# PROBLEM STATEMENT:
Work out how many lines of the listing hold the string "sneaker", then answer with that number and nothing else.

━━ INFORMATION SUPPLIED

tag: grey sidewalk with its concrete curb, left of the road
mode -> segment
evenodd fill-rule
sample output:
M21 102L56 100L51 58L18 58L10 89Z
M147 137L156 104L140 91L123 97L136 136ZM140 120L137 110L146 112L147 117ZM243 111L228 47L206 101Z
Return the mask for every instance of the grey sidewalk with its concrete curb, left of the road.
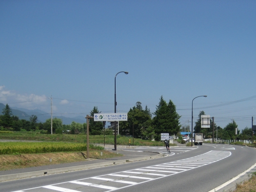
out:
M101 144L98 144L101 145ZM74 163L62 163L56 165L46 165L46 166L38 166L38 167L28 167L24 169L14 169L8 171L0 171L0 181L4 180L12 180L18 178L26 178L26 177L34 177L41 176L46 174L54 174L66 171L75 171L75 170L84 170L93 167L101 167L108 165L116 165L128 162L134 162L139 160L147 160L163 157L163 154L156 152L136 152L136 151L124 151L120 148L135 148L132 146L117 146L117 150L114 151L114 145L105 145L106 150L111 150L112 152L120 153L123 156L114 157L114 158L106 158L106 159L89 159L87 161L82 162L74 162ZM139 146L136 146L139 147Z

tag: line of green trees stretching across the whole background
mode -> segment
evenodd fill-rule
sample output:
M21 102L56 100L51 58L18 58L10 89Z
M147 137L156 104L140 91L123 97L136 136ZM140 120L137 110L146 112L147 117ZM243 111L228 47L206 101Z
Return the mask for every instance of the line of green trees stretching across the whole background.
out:
M99 112L97 107L94 107L90 111L90 116L94 116L95 113ZM41 133L51 133L51 119L47 119L45 123L37 123L37 116L32 115L29 121L25 119L19 119L17 116L12 115L12 110L8 104L2 111L3 115L0 115L0 130L41 130ZM161 140L161 133L169 133L169 135L179 135L179 132L183 130L181 128L179 119L180 115L176 112L176 106L169 100L167 103L163 96L160 97L160 102L156 106L156 111L151 113L150 109L145 107L142 108L141 102L136 102L133 108L130 108L128 112L128 121L119 122L119 133L120 135L131 135L135 138L142 139L155 139ZM152 115L154 117L152 118ZM210 128L201 128L201 115L205 115L204 111L200 111L197 122L193 129L193 133L203 133L204 138L212 138L213 125L210 119ZM104 132L104 125L106 122L94 121L92 118L89 119L89 134L90 135L102 135ZM188 126L189 127L189 126ZM87 129L86 123L72 122L70 125L62 124L62 120L59 118L53 118L53 133L69 133L79 134L85 133ZM251 139L251 128L245 128L241 131L238 130L235 135L235 128L237 128L236 122L229 123L223 129L214 123L214 137L220 139ZM106 135L113 135L113 128L105 130ZM254 136L255 137L255 136ZM256 139L256 138L254 138Z

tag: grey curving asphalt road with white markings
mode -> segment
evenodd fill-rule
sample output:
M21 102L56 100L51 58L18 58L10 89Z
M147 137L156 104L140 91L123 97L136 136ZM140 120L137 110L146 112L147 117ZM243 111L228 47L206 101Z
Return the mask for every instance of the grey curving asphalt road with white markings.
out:
M162 151L163 147L122 149ZM6 181L1 192L208 192L255 164L256 149L238 145L203 144L171 148L169 156Z

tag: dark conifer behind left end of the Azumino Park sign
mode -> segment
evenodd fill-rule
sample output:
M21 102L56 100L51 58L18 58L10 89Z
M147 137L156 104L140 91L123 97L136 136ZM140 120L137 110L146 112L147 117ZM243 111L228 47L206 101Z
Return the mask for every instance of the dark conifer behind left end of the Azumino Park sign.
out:
M98 107L94 107L90 112L90 116L94 117L95 113L100 113ZM103 129L103 123L100 121L94 121L93 118L89 119L89 134L90 135L101 135Z

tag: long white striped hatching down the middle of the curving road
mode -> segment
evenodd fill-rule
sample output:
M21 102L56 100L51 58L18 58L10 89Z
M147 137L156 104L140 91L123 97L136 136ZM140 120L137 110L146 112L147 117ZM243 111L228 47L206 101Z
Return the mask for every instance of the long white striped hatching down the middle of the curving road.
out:
M168 162L168 163L163 163L163 164L159 164L159 165L141 167L139 169L127 170L127 171L111 173L111 174L106 174L106 175L101 175L101 176L96 176L96 177L83 178L83 179L78 179L78 180L74 180L74 181L57 183L57 184L53 184L53 185L30 188L30 189L26 189L26 192L29 192L29 190L31 190L31 189L34 190L36 188L40 188L41 191L43 191L42 188L48 188L48 189L52 189L55 191L61 191L61 192L78 192L76 190L59 187L61 185L65 185L67 183L76 184L76 185L78 185L77 188L80 188L79 185L86 185L86 186L90 186L90 187L99 187L99 188L102 188L102 190L105 189L105 191L102 191L102 192L110 192L110 191L115 191L115 190L118 190L121 188L134 186L134 185L142 184L142 183L149 182L152 180L160 179L163 177L173 176L175 174L182 173L184 171L196 169L197 167L209 165L211 163L215 163L215 162L218 162L219 160L227 158L230 155L231 155L230 151L209 151L202 155L198 155L198 156L187 158L187 159L177 160L175 162ZM170 168L170 167L173 167L173 168ZM180 168L184 168L184 169L180 169ZM171 170L173 170L173 171L171 171ZM157 172L160 172L162 174L158 174ZM154 177L153 178L143 177L146 175L148 175L148 176L151 175ZM132 180L132 178L133 178L133 180ZM95 179L95 182L96 182L96 180L102 180L102 182L103 182L102 185L95 184L94 179ZM136 179L137 182L134 182L134 179ZM90 182L85 182L85 181L90 181ZM108 182L108 184L106 183L106 185L104 185L105 182ZM125 186L116 187L117 186L115 184L116 182L123 183L123 185L125 185ZM56 185L58 185L58 187ZM92 190L92 189L90 188L88 190ZM16 192L18 192L18 191L16 191ZM24 190L19 191L19 192L24 192Z

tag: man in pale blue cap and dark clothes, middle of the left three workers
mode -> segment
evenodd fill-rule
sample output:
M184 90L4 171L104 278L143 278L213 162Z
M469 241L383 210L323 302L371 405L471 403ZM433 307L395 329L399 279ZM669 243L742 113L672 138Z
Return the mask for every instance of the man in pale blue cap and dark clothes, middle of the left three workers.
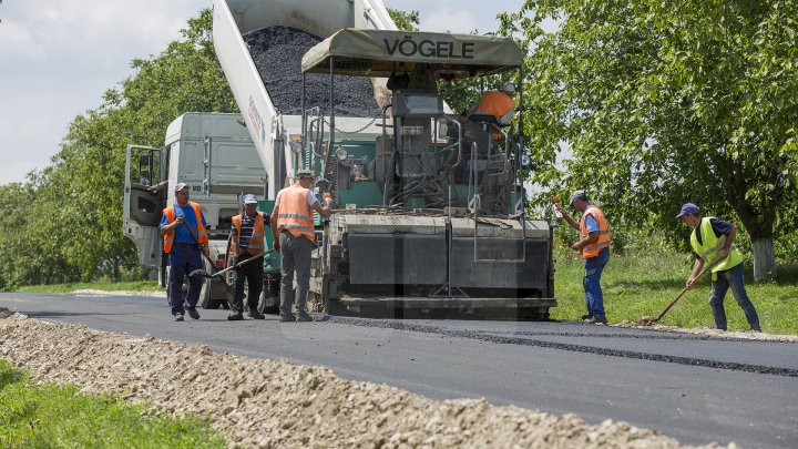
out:
M259 256L265 252L264 229L269 224L269 216L257 210L257 197L246 194L242 198L244 212L233 216L233 228L231 233L229 256L231 266L248 258ZM264 319L265 316L258 312L258 302L263 290L263 262L253 261L242 265L234 271L235 293L233 305L227 319L237 322L244 319L244 283L248 285L247 315L253 319Z

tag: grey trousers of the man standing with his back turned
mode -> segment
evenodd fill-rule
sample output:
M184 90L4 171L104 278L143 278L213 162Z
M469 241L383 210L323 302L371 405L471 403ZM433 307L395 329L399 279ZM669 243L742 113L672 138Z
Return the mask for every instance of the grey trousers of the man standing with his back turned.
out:
M316 244L304 236L282 232L280 239L280 314L289 315L294 304L294 272L296 271L297 313L307 313L307 292L310 288L310 253Z

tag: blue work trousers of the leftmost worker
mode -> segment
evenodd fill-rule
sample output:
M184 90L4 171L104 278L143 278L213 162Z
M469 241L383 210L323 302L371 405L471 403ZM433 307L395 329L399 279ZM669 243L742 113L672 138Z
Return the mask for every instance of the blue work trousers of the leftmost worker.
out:
M201 269L202 256L196 245L174 245L170 252L170 306L172 315L183 314L186 307L196 307L200 300L203 278L188 276L188 293L183 300L183 278L188 273Z

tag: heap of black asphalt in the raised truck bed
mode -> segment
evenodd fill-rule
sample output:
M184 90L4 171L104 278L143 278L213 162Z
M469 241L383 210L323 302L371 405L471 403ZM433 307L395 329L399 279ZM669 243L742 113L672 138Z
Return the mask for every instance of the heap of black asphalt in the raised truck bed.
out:
M244 33L249 54L275 108L284 115L301 114L301 59L321 38L291 27L267 27ZM335 112L340 116L374 118L379 106L370 78L335 75ZM305 109L320 106L329 114L329 75L308 73Z

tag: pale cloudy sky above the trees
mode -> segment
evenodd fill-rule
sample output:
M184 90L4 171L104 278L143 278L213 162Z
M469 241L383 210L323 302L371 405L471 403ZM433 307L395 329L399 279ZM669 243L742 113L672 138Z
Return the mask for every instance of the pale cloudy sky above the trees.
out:
M297 0L300 1L300 0ZM495 31L523 0L383 0L420 29ZM0 0L0 184L49 165L70 122L163 51L212 0ZM135 143L135 142L131 142Z

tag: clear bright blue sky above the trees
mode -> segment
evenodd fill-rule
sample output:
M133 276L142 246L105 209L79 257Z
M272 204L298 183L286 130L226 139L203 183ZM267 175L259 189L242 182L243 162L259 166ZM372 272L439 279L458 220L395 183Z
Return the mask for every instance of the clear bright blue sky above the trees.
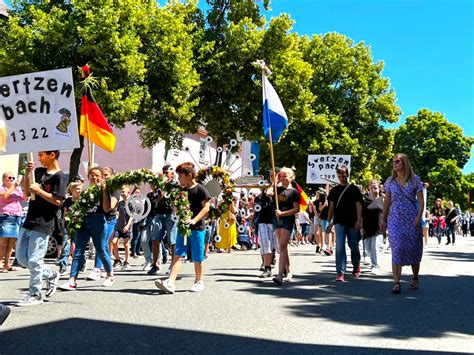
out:
M474 136L474 1L272 0L270 7L268 19L288 13L300 35L334 31L369 45L403 111L395 126L428 108Z

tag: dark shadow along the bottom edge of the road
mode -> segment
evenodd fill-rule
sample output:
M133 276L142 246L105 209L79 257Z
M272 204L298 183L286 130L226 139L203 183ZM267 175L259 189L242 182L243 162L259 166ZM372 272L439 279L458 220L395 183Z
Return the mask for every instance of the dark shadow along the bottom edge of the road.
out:
M2 355L400 353L399 349L296 344L82 318L70 318L0 332L0 351ZM403 353L435 352L403 350Z

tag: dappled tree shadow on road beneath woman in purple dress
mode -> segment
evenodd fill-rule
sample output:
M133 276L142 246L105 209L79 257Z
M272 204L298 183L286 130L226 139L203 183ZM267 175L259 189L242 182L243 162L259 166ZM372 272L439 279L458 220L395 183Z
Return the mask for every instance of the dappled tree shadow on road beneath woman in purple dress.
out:
M296 301L286 306L294 315L328 319L339 323L371 326L372 337L396 339L438 338L448 333L474 335L474 277L421 275L420 288L409 290L411 276L402 276L402 293L391 293L390 275L362 276L347 282L334 281L334 275L296 275L283 286L256 280L242 282L239 291ZM249 286L250 284L250 286Z

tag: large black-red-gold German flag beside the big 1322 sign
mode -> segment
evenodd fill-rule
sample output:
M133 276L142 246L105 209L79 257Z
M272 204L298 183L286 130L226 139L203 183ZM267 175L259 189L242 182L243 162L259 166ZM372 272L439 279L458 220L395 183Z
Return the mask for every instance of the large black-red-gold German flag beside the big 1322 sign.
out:
M115 149L112 127L88 90L82 96L80 134L110 153Z

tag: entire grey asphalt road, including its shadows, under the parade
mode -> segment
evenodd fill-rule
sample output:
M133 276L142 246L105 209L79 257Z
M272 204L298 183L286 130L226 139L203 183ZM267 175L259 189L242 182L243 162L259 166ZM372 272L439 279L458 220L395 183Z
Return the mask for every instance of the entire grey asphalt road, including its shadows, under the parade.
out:
M111 288L81 279L28 308L14 306L28 285L20 269L0 274L0 301L12 307L0 354L474 353L473 260L473 237L439 248L432 238L420 289L408 290L406 267L393 295L390 274L367 268L336 283L334 258L313 246L291 248L295 276L283 287L257 277L255 251L211 254L203 292L188 292L193 266L183 264L176 294L163 295L133 259Z

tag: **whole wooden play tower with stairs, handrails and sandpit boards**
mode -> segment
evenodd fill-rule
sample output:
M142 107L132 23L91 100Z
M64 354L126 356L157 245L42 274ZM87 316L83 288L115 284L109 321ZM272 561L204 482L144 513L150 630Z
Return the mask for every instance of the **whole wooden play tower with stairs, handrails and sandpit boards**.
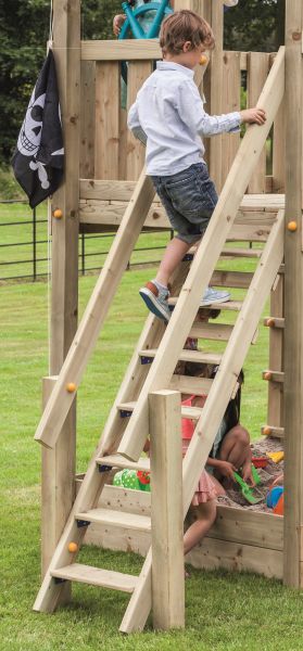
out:
M195 356L197 361L219 363L219 371L212 383L204 380L203 386L194 385L194 391L207 392L207 400L203 410L188 412L188 417L197 420L197 426L184 461L186 514L226 405L237 388L238 374L255 340L269 294L270 315L266 324L270 329L268 369L272 374L266 378L268 417L264 433L285 439L285 516L220 507L215 526L191 558L201 567L250 569L282 577L287 585L302 586L302 2L287 0L286 49L281 48L276 56L223 51L222 0L175 3L176 9L191 8L203 13L216 34L217 47L203 79L209 112L219 114L239 107L241 72L245 72L248 104L254 105L262 93L258 104L266 110L267 122L264 127L250 127L241 144L238 136L211 139L207 156L211 176L222 190L218 205L194 261L191 266L189 260L184 261L176 275L173 290L176 307L168 327L165 329L162 322L148 317L98 452L84 481L77 480L81 486L72 512L76 483L76 390L136 239L142 228L167 228L168 222L163 208L154 201L150 179L142 173L143 149L127 132L126 113L119 102L119 62L129 62L127 101L130 105L151 73L152 61L160 56L159 44L152 40L80 41L79 2L67 7L65 11L59 0L53 2L53 50L65 135L66 183L52 200L52 376L45 380L46 409L36 433L36 439L45 446L45 579L35 609L52 611L70 598L71 582L83 580L131 592L121 630L129 633L142 628L152 603L155 626L180 626L181 588L181 607L177 612L174 611L176 604L167 607L165 589L156 595L156 582L151 584L153 573L162 587L164 585L160 562L164 548L153 554L152 566L148 551L151 524L147 519L150 496L131 495L134 492L115 488L106 482L113 467L131 468L129 459L136 468L147 469L146 459L137 461L148 432L152 434L156 430L155 446L159 439L165 439L166 432L165 445L169 447L171 442L172 451L172 441L178 435L177 419L172 418L172 427L167 426L167 411L172 414L179 409L172 390L184 393L193 390L192 379L173 375L178 359L187 359L187 356L192 359L192 352L182 350L189 333L200 340L227 341L224 355L200 352ZM199 72L198 84L202 82L204 69ZM265 142L273 123L273 174L266 175ZM54 216L58 209L62 218ZM77 330L78 234L83 230L117 227L116 240ZM260 242L264 247L262 252L248 246L230 248L226 245L228 241ZM255 272L216 271L222 254L225 258L256 255ZM199 298L210 279L216 285L248 290L243 303L230 301L222 306L239 311L233 328L194 322ZM147 363L141 363L142 359ZM180 459L176 456L172 463L172 472L178 476ZM167 505L171 470L163 471L160 465L154 461L153 484L157 485L157 477L164 482L162 497L165 496ZM100 493L101 501L96 510ZM168 505L171 510L175 509L178 514L180 496L174 495ZM118 511L116 519L114 509ZM169 537L173 532L180 532L180 523L172 523L169 513L161 515L159 522L153 508L152 528L166 526L171 559ZM108 533L110 526L115 527L114 534ZM130 547L147 553L140 577L135 580L129 576L119 575L114 579L112 576L111 583L104 571L73 563L86 531L88 540L96 541L98 536L104 546ZM178 540L180 552L181 539ZM73 554L67 549L72 541L76 544ZM168 567L165 577L172 579L173 585L180 578L182 561L180 553L176 558L175 570ZM161 618L160 607L166 620Z

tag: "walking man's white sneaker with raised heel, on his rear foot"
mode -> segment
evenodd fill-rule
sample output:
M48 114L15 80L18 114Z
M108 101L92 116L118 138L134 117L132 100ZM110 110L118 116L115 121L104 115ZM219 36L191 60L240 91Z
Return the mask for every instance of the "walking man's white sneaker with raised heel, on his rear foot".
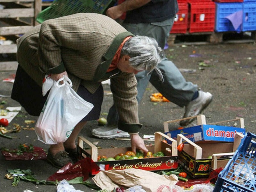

━━━━

# YOUR RESPONSE:
2